Freya Mathews argues that a radical shift in the cultural foundations of western civilization is required to address this lack of concern for matter. Modern civilisation, she says, is based on a basic dualism between mind and matter. Mind is held to be the source of all meaning, creativity and purpose; matter is seen to be inert and malleable, 'conceptually drained of any presence or interiority'. The consequences of this outlook are rationalistic science, profit-driven economics, an ideology of progress, a liberal polity, an ethos of consumerism, and colonialism on the international stage. In short, an endless drive toward control and conquest that seeks out ever more arenas of exploitation and 'improvement'.

=== GIVEN REQUEST A ===
List every consequence that the passage on mind and matter attributes to the outlook it describes.
=== GIVEN REQUEST B ===
Please echo the passage on mind and matter from "Freya Mathews argues" up to and including "exploitation and 'improvement'.".

=== SOURCE EXCERPT ===
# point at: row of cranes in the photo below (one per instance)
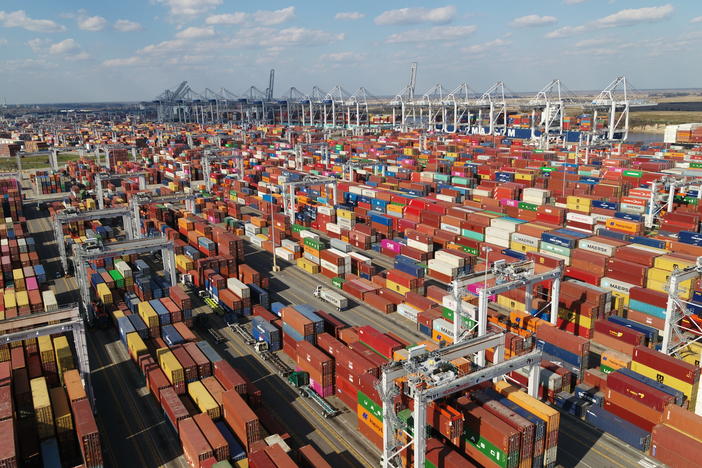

=== COMPLETE RESPONSE A ===
- rationalistic science
- profit-driven economics
- an ideology of progress
- a liberal polity
- an ethos of consumerism
- colonialism on the international stage

=== COMPLETE RESPONSE B ===
Freya Mathews argues that a radical shift in the cultural foundations of western civilization is required to address this lack of concern for matter. Modern civilisation, she says, is based on a basic dualism between mind and matter. Mind is held to be the source of all meaning, creativity and purpose; matter is seen to be inert and malleable, 'conceptually drained of any presence or interiority'. The consequences of this outlook are rationalistic science, profit-driven economics, an ideology of progress, a liberal polity, an ethos of consumerism, and colonialism on the international stage. In short, an endless drive toward control and conquest that seeks out ever more arenas of exploitation and 'improvement'.